» **TASK OBJECTIVE**: Which of the lines below contain the word "outcrop"? Return every such line in full.

» **RECORDS SUPPLIED**:
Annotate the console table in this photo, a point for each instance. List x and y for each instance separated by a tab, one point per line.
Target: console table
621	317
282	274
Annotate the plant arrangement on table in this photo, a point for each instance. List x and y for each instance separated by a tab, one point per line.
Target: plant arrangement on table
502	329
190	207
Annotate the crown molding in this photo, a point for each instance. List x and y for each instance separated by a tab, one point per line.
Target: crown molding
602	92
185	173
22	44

--

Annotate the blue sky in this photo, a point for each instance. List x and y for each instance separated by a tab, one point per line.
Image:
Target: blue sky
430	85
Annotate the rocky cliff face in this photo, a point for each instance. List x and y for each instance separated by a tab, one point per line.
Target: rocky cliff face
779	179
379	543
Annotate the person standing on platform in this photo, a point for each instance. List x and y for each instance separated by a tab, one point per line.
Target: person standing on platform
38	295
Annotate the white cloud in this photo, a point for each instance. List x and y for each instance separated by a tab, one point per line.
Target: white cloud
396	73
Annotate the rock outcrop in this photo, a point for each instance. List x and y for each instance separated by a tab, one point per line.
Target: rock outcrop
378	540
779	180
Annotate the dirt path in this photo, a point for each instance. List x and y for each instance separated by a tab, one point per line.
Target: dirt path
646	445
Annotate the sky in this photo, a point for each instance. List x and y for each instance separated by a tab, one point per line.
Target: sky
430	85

==

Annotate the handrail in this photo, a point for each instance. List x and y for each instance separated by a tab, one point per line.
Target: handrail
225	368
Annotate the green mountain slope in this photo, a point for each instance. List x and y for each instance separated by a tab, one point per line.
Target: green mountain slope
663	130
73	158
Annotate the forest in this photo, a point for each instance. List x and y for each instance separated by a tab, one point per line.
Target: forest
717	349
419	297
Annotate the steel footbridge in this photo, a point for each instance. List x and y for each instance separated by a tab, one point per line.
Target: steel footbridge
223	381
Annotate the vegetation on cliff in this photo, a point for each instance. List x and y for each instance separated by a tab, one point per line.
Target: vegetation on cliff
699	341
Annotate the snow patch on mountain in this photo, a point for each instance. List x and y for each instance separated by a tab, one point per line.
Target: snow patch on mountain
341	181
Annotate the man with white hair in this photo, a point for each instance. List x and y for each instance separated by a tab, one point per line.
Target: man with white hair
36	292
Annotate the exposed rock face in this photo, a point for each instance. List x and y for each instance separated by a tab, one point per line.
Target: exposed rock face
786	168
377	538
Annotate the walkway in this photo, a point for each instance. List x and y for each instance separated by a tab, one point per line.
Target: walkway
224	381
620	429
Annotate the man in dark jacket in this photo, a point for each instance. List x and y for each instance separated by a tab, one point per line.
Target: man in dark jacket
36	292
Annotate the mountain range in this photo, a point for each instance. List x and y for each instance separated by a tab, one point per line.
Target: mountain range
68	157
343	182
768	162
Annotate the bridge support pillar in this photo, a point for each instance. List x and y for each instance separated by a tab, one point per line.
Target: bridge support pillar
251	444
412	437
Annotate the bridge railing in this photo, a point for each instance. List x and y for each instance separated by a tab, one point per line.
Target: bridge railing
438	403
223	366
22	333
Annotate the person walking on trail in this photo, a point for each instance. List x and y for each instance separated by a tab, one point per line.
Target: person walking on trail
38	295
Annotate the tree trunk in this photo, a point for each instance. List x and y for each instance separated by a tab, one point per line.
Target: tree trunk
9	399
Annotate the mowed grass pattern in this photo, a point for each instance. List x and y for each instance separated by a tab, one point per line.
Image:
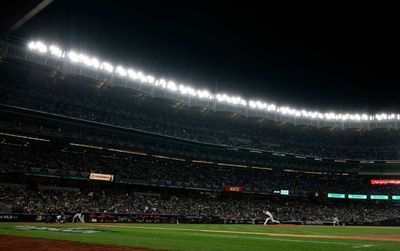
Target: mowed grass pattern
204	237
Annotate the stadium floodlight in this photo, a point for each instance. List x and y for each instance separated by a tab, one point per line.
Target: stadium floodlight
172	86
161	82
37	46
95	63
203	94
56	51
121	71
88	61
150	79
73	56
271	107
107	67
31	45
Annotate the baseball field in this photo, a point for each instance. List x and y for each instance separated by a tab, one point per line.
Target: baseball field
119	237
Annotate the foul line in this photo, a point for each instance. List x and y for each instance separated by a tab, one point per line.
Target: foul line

» **ANSWER FOR THE TASK**:
Annotate the rock outcrop in this photo, a point for each instance. List x and y for each instance separated by a tab, one point per line.
Target: rock outcrop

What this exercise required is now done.